• RECORDS FOR THIS TASK:
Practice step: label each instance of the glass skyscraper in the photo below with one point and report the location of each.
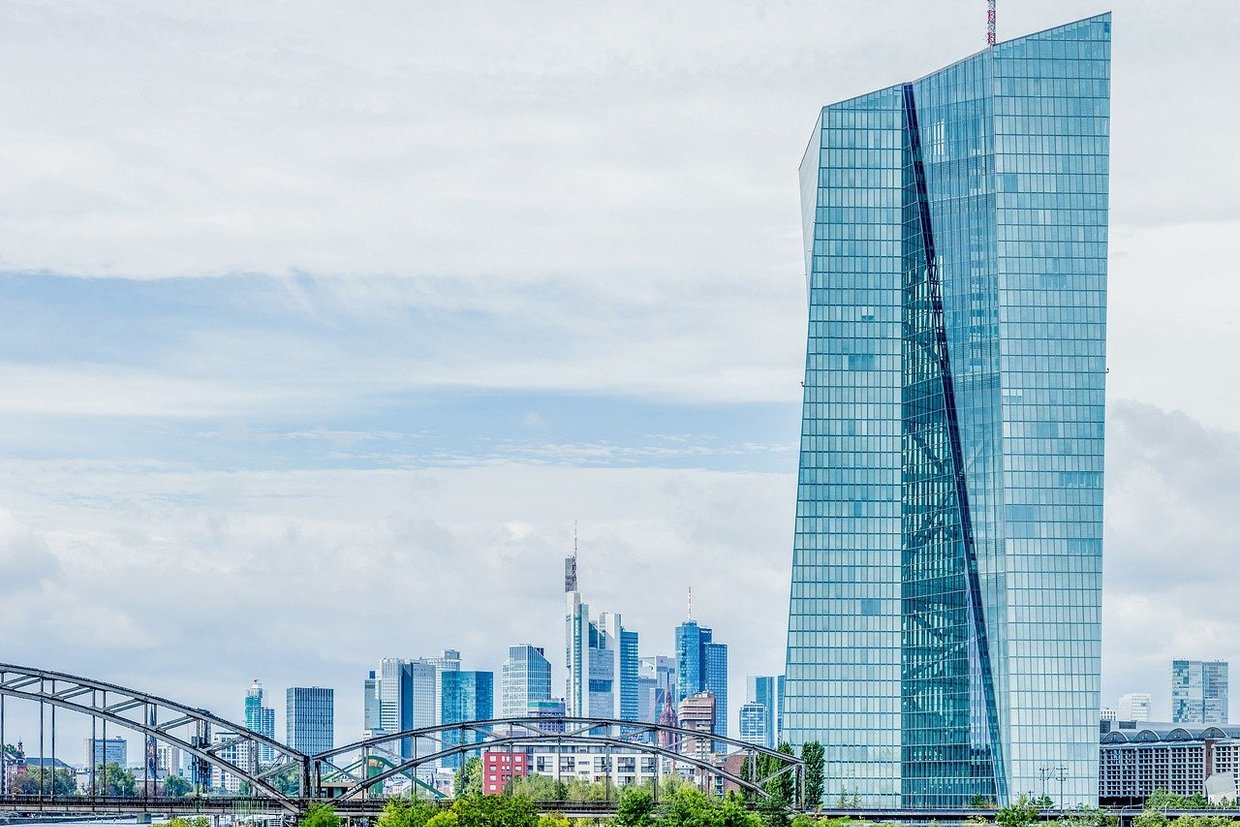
(261, 719)
(944, 625)
(702, 667)
(310, 719)
(466, 696)
(526, 680)
(1198, 692)
(768, 691)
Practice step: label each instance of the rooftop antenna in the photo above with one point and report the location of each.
(571, 566)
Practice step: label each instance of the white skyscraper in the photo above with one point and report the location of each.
(526, 680)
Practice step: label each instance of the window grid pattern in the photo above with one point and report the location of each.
(1014, 146)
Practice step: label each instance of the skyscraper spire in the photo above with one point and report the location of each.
(571, 566)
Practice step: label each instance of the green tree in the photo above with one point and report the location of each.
(1019, 813)
(407, 812)
(1088, 817)
(192, 821)
(114, 781)
(733, 812)
(812, 755)
(635, 809)
(320, 815)
(538, 787)
(688, 807)
(175, 786)
(58, 782)
(492, 811)
(469, 779)
(583, 790)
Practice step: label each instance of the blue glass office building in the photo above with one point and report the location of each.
(944, 625)
(466, 696)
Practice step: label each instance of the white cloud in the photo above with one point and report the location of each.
(192, 583)
(1172, 489)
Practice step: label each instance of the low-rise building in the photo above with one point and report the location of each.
(595, 764)
(500, 766)
(1137, 758)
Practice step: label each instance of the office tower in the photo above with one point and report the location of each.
(600, 658)
(944, 618)
(697, 713)
(450, 661)
(466, 696)
(310, 719)
(526, 680)
(371, 703)
(106, 750)
(1133, 706)
(1199, 692)
(753, 723)
(768, 691)
(630, 676)
(401, 696)
(261, 719)
(552, 708)
(660, 672)
(703, 667)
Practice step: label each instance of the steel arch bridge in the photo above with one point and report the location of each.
(215, 743)
(210, 740)
(556, 732)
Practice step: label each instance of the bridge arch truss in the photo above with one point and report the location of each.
(432, 744)
(207, 739)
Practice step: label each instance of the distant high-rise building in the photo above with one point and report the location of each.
(526, 678)
(600, 660)
(697, 713)
(310, 719)
(107, 750)
(371, 704)
(659, 677)
(944, 639)
(628, 707)
(450, 661)
(753, 723)
(466, 696)
(399, 696)
(261, 719)
(1135, 706)
(703, 667)
(768, 691)
(1199, 692)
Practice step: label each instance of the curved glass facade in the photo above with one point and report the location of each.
(944, 625)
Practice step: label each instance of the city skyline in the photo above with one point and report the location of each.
(256, 360)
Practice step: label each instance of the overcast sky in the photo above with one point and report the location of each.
(320, 324)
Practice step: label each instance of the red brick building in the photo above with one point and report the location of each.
(499, 768)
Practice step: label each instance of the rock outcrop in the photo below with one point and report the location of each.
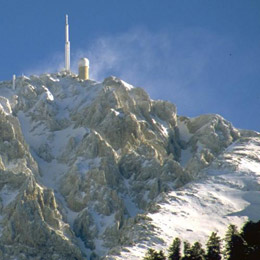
(83, 162)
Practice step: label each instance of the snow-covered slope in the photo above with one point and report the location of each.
(107, 169)
(227, 192)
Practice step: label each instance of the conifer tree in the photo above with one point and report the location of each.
(154, 255)
(197, 252)
(174, 251)
(186, 250)
(213, 251)
(234, 245)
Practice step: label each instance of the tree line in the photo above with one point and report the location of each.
(236, 245)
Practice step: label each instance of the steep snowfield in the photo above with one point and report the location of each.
(115, 162)
(228, 192)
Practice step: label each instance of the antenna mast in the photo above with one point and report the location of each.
(67, 45)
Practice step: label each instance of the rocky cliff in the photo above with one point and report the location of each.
(84, 163)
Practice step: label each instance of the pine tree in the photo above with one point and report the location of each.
(251, 234)
(186, 251)
(175, 250)
(154, 255)
(213, 248)
(234, 245)
(197, 252)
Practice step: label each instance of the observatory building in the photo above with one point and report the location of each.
(84, 68)
(83, 62)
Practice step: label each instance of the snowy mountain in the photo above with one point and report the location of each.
(94, 170)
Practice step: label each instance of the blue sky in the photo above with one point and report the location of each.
(202, 55)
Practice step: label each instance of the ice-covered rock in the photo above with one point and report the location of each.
(83, 163)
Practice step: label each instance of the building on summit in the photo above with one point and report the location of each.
(83, 67)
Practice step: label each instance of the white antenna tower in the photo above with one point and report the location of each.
(14, 78)
(67, 45)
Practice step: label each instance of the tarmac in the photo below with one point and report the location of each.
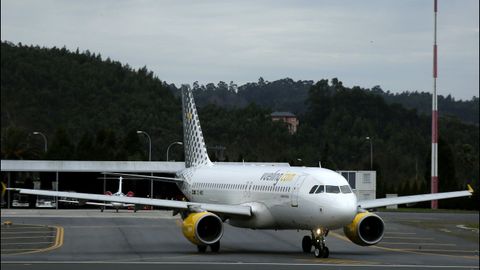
(81, 239)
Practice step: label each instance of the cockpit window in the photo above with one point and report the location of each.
(345, 189)
(333, 189)
(321, 189)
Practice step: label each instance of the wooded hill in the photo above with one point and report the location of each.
(90, 109)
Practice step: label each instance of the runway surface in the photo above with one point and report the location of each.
(81, 239)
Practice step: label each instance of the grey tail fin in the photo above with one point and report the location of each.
(193, 142)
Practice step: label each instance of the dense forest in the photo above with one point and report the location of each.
(289, 95)
(90, 108)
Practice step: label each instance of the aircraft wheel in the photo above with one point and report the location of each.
(318, 252)
(215, 247)
(201, 248)
(326, 252)
(307, 244)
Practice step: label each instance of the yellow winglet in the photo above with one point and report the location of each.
(470, 189)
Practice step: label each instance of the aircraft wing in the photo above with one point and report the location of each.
(144, 176)
(413, 199)
(240, 210)
(109, 204)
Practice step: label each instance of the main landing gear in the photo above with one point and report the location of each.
(317, 241)
(215, 247)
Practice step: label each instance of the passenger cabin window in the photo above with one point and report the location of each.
(333, 189)
(321, 189)
(345, 189)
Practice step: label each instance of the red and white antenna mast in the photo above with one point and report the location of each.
(434, 181)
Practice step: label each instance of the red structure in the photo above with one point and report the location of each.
(434, 180)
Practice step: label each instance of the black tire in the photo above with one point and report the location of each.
(326, 252)
(201, 248)
(307, 244)
(215, 247)
(318, 252)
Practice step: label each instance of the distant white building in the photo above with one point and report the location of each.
(363, 183)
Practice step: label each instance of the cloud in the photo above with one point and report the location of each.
(364, 43)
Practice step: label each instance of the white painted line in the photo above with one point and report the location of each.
(29, 237)
(6, 244)
(418, 244)
(415, 266)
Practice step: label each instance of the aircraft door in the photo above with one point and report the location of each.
(296, 188)
(248, 188)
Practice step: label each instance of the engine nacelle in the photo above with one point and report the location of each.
(202, 228)
(366, 229)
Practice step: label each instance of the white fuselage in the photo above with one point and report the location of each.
(280, 197)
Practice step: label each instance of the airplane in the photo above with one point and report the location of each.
(115, 205)
(258, 197)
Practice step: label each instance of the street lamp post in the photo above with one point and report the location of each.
(44, 139)
(371, 152)
(149, 143)
(149, 157)
(168, 148)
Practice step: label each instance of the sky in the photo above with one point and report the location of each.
(365, 43)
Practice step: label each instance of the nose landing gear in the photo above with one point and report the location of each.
(317, 241)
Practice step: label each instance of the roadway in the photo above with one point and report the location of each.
(82, 239)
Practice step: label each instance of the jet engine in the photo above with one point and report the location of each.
(202, 228)
(366, 229)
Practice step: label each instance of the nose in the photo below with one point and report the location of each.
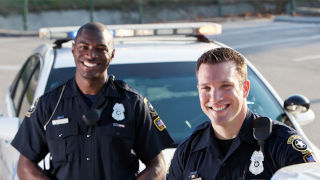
(92, 53)
(215, 95)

• WHAT IS REQUIRED: Would it be possible to reproduce the material word for word, images omitted?

• TASK RESPONSE:
Practice step: label each instance of the glass skyscraper in the photo below with one point and report the location of each.
(261, 719)
(944, 625)
(702, 667)
(310, 719)
(466, 696)
(526, 680)
(1198, 692)
(768, 691)
Practice step: label each instance of the rooftop antenna in the photo above with one point and report the location of each.
(571, 566)
Practice step: label each instance of the white skyscraper in the photo above with one point and report the location of each.
(526, 680)
Practice step: label each instance of the window grid pattern in the photo above with one point and report the location of each.
(1014, 146)
Practice step: label each instance of the skyscraper spire in the photo above with one point and report the location of each.
(571, 566)
Practice step: label each instance of the green tree in the photo above with one point and report the location of each.
(1019, 813)
(407, 812)
(1088, 817)
(192, 821)
(114, 781)
(733, 812)
(812, 755)
(635, 809)
(320, 815)
(538, 787)
(688, 807)
(175, 786)
(58, 782)
(492, 811)
(469, 779)
(583, 790)
Practice step: label each instance of the blue glass office building in the photo above with one point and report the location of each.
(944, 625)
(466, 696)
Practice step: label each instance of the white cloud in the photo above with one point and report the location of each.
(192, 583)
(1172, 489)
Practice step: label each instance of the low-rise building in the photo above with one point and report the location of each.
(595, 764)
(500, 766)
(1137, 758)
Practice step: label each instance of the office tower in the photo above with one point and report the location of each.
(600, 658)
(944, 618)
(697, 713)
(450, 661)
(466, 696)
(310, 719)
(526, 680)
(371, 703)
(106, 750)
(1133, 706)
(1199, 692)
(753, 723)
(768, 691)
(630, 676)
(401, 696)
(261, 719)
(552, 708)
(660, 672)
(703, 667)
Practice step: label each instance of the steel arch bridge in the photo above with one point and report the location of each.
(215, 743)
(210, 740)
(556, 732)
Practice step: label each instance of the bridge arch truss in the photo above with one point and report the location of each.
(432, 744)
(207, 739)
Practice step: label each instance of the distant high-rise building in the photo above with one point and report the location of each.
(526, 678)
(600, 660)
(697, 713)
(310, 719)
(107, 750)
(371, 704)
(659, 677)
(944, 639)
(628, 707)
(450, 661)
(753, 723)
(466, 696)
(399, 696)
(261, 719)
(1135, 706)
(703, 667)
(768, 691)
(1199, 692)
Practice step: label each instance of the curved glass facade in the photo above with one point and report the location of each.
(944, 625)
Practice step: label each instance of the city skyline in the photo above with one point and report the location of each.
(256, 360)
Practice step: label each instance of the overcast sky in the photo above with one point and report the location of each.
(320, 324)
Practice step: label each instance of the red brick building in the photo above with one point and report the location of each.
(499, 768)
Practice step: label each instance of the rock outcrop in the photo below with one point and report the location of each.
(83, 162)
Practice step: label each instance of the snow-covered slope in the photo above with one point and report the location of each.
(107, 169)
(227, 192)
Practice step: label each instance of the conifer tree in the photo above with one point and report the location of each.
(154, 255)
(197, 252)
(174, 251)
(186, 250)
(213, 251)
(234, 245)
Practice step: label each instance of the tree line in the photo above with one point and report the location of each.
(236, 245)
Practice step: label each instance of the steep snowfield in the photo above with one point and report the location of each.
(115, 162)
(228, 192)
Practice step: label each instance of the antenna mast in the photo above with one point and report the location of each.
(67, 45)
Practice step: label each instance of the rocky cliff in the photo above with one point and report the location of each.
(84, 163)
Practice step: label each instance of the pine tree in the photo above with one point and report the location of each.
(251, 234)
(186, 251)
(175, 250)
(154, 255)
(213, 248)
(234, 245)
(197, 252)
Practice step: label each instance of the observatory building in the photo above with one point and report the location of each.
(84, 68)
(83, 62)
Practice step: label each instance of the snowy mountain in the photo above with one point and report the location of each.
(94, 170)
Practice step: label each instance of the blue sky in the photo above with one point and report the location of each.
(202, 55)
Practice step: label each instance of the ice-covered rock in the photo above with one point and report the location of each.
(83, 163)
Practice step: label each instance of the building on summit in the photo above with one point and report the location of each.
(83, 67)
Practice step: label each instance of the white antenna tower in the photo above with one point and report the location of each.
(14, 78)
(67, 45)
Practice step: label each instance of the tarmac in the photo below with one point and report the location of each.
(81, 239)
Practice step: label each instance of the cockpit window in the photo above with one point and report the location of each.
(345, 189)
(333, 189)
(321, 189)
Practice step: label each instance of the wooded hill in the photo above with one point and report the location of each.
(90, 109)
Practice step: label each instance of the runway surface in the photo above with one point and report the location of each.
(81, 239)
Practice step: label each instance of the grey tail fin in the photo above with one point and report the location of each.
(193, 142)
Practice step: label each instance of the dense forest in the photo above with one point and report the location of each.
(289, 95)
(90, 108)
Practice step: label each instance of the aircraft wheel in the photo above with one point and report the location of each.
(318, 252)
(215, 247)
(201, 248)
(326, 252)
(307, 244)
Practice step: label each instance of the yellow winglet in the photo above with one point and report the location of each.
(470, 189)
Practice step: label each instance of the aircraft wing in the photo above with one point and report the location of each.
(144, 176)
(413, 199)
(240, 210)
(109, 204)
Practice step: label each instance of the main landing gear in the photo above with one point and report the location of each.
(317, 241)
(215, 247)
Practice step: label each instance of the passenger cabin window in the photo above with one point and report the location of each.
(333, 189)
(321, 189)
(345, 189)
Practice step: label each instance of the red and white antenna mast in the photo above with one point and report the location of each.
(434, 181)
Practice step: label each instance of the red structure in the photo above with one point and report the location of each.
(434, 180)
Practice step: label each instance of the black tire in the photo above with one point and report the location of each.
(326, 252)
(201, 248)
(307, 244)
(215, 247)
(318, 252)
Practice step: label each instance of the distant white building in the photo above with one point and report the location of each.
(363, 183)
Practice step: label each instance of the cloud in the photo above with one point and report the location of each.
(364, 43)
Practice step: label each instance of the white painted line in the photo above with one point and report the location of each.
(29, 237)
(6, 244)
(418, 244)
(415, 266)
Practice step: label each instance of the aircraft door in the photo above with one point and report the location of each.
(296, 188)
(248, 188)
Practice step: label each instance of the engine nacelle in the photo above with one point and report the location of each.
(202, 228)
(366, 229)
Practice step: label each instance of the white fuselage in the photo above with one point and report the location of each.
(280, 197)
Practice step: label each instance of the airplane in the photo above with one point and report the location of each.
(115, 205)
(258, 197)
Practice step: label each instance of the street lamp post in the photo above with one point and report the location of each.
(44, 139)
(371, 152)
(149, 143)
(149, 157)
(168, 148)
Practice step: label each instance of the sky in the photo above with one point and report the location of each.
(365, 43)
Practice step: label each instance of the nose landing gear in the photo above with one point and report the location of each.
(317, 241)
Practice step: label each instance of the roadway in the photo above with one point and report the location of each.
(82, 239)
Practice step: label each instance of the jet engine in the photo above with one point and report the location of each.
(202, 228)
(366, 229)
Practice step: label each instance of the nose in the photo below with one point and report the location of each.
(92, 53)
(215, 95)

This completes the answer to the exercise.